> _TÂCHE À RÉALISER_: Retapez le texte de lecture en entier, sans rien y changer.

> _TEXTE DE LECTURE_:
Au-delà du questionnement sur le futur d’une ressource « maltraitée » et « mal gérée »
Dans la conclusion de son ouvrage (p. 185-199), Ballestero part d’une description fine de sa visite d’une exposition photographique à l’Annenberg Space for Photography (Los Angeles) issue du numéro spécial de National Geographic intitulé : « Water: Our Thirsty World »8. Cette démarche très concrète vise à nous faire partager le fond de sa réflexion. Poussée par la volonté d’éviter le romantisme et l’émotion suscités par ce type d’imaginaires autour de l’eau, l’auteure a justement cherché, comme elle le dit elle-même, des nouvelles clés de lecture pour appréhender le dilemme entre eau-droit humain et eau-marchandise. Porteurs d’une « mystique aquatique » (watery mystique) (p. 187), les discours romantiques tendent à renforcer d’anciennes dichotomies entre « nous » et les « autres », entre une « tradition » harmonieuse de respect de la biodiversité et une « modernité » réduite à l’exploitation aveugle de l’environnement productrice de catastrophes inévitables. Dépassant la lecture binaire entre eau-droit humain et eau-marchandise, Ballestero tente aussi d’échapper à une autre mystification insistant sur l’unicité de l’eau et sur son caractère exceptionnel, à la fois en tant qu’élément matériel et objet scientifique. Au contraire, en mettant au cœur de sa démarche analytique la notion de dispositif, l’auteure réussit non seulement à renouveler l’approche épistémologique de l’anthropologie consacrée aux questions d’accès à l’eau, sur laquelle continue de peser l’héritage encombrant des oppositions binaires (communautés vs États ou privés, eau-droit humain/bien commun vs eau-marchandise), mais aussi à proposer une anthropologie qui, profondément ancrée dans l’objet eau, possède la faculté de le dépasser en ouvrant autant de questionnements et d’hypothèses sur une plus vaste anthropologie du futur. Elle le fait, de plus, en inaugurant parallèlement une « expérimentation ethnographique » (p. 193) qui produit tout au long du livre un style d’écriture singulier, correspondant à la particularité d’un choix inédit de sources et de « collaborateurs » qu’elle fait apparaître dans le livre en support de sa réflexion.

> _SECTION DES DONNÉES_:
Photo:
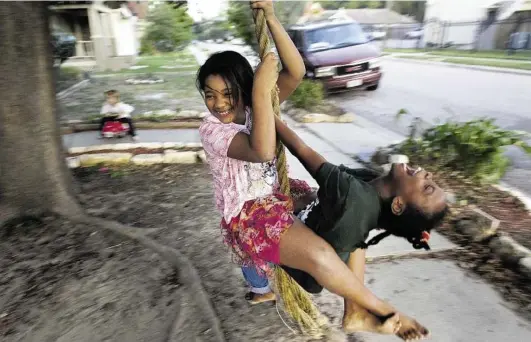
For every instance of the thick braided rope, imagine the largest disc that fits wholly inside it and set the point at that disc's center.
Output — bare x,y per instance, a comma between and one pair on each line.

> _RÉSULTAT_:
Au-delà du questionnement sur le futur d’une ressource « maltraitée » et « mal gérée »
Dans la conclusion de son ouvrage (p. 185-199), Ballestero part d’une description fine de sa visite d’une exposition photographique à l’Annenberg Space for Photography (Los Angeles) issue du numéro spécial de National Geographic intitulé : « Water: Our Thirsty World »8. Cette démarche très concrète vise à nous faire partager le fond de sa réflexion. Poussée par la volonté d’éviter le romantisme et l’émotion suscités par ce type d’imaginaires autour de l’eau, l’auteure a justement cherché, comme elle le dit elle-même, des nouvelles clés de lecture pour appréhender le dilemme entre eau-droit humain et eau-marchandise. Porteurs d’une « mystique aquatique » (watery mystique) (p. 187), les discours romantiques tendent à renforcer d’anciennes dichotomies entre « nous » et les « autres », entre une « tradition » harmonieuse de respect de la biodiversité et une « modernité » réduite à l’exploitation aveugle de l’environnement productrice de catastrophes inévitables. Dépassant la lecture binaire entre eau-droit humain et eau-marchandise, Ballestero tente aussi d’échapper à une autre mystification insistant sur l’unicité de l’eau et sur son caractère exceptionnel, à la fois en tant qu’élément matériel et objet scientifique. Au contraire, en mettant au cœur de sa démarche analytique la notion de dispositif, l’auteure réussit non seulement à renouveler l’approche épistémologique de l’anthropologie consacrée aux questions d’accès à l’eau, sur laquelle continue de peser l’héritage encombrant des oppositions binaires (communautés vs États ou privés, eau-droit humain/bien commun vs eau-marchandise), mais aussi à proposer une anthropologie qui, profondément ancrée dans l’objet eau, possède la faculté de le dépasser en ouvrant autant de questionnements et d’hypothèses sur une plus vaste anthropologie du futur. Elle le fait, de plus, en inaugurant parallèlement une « expérimentation ethnographique » (p. 193) qui produit tout au long du livre un style d’écriture singulier, correspondant à la particularité d’un choix inédit de sources et de « collaborateurs » qu’elle fait apparaître dans le livre en support de sa réflexion.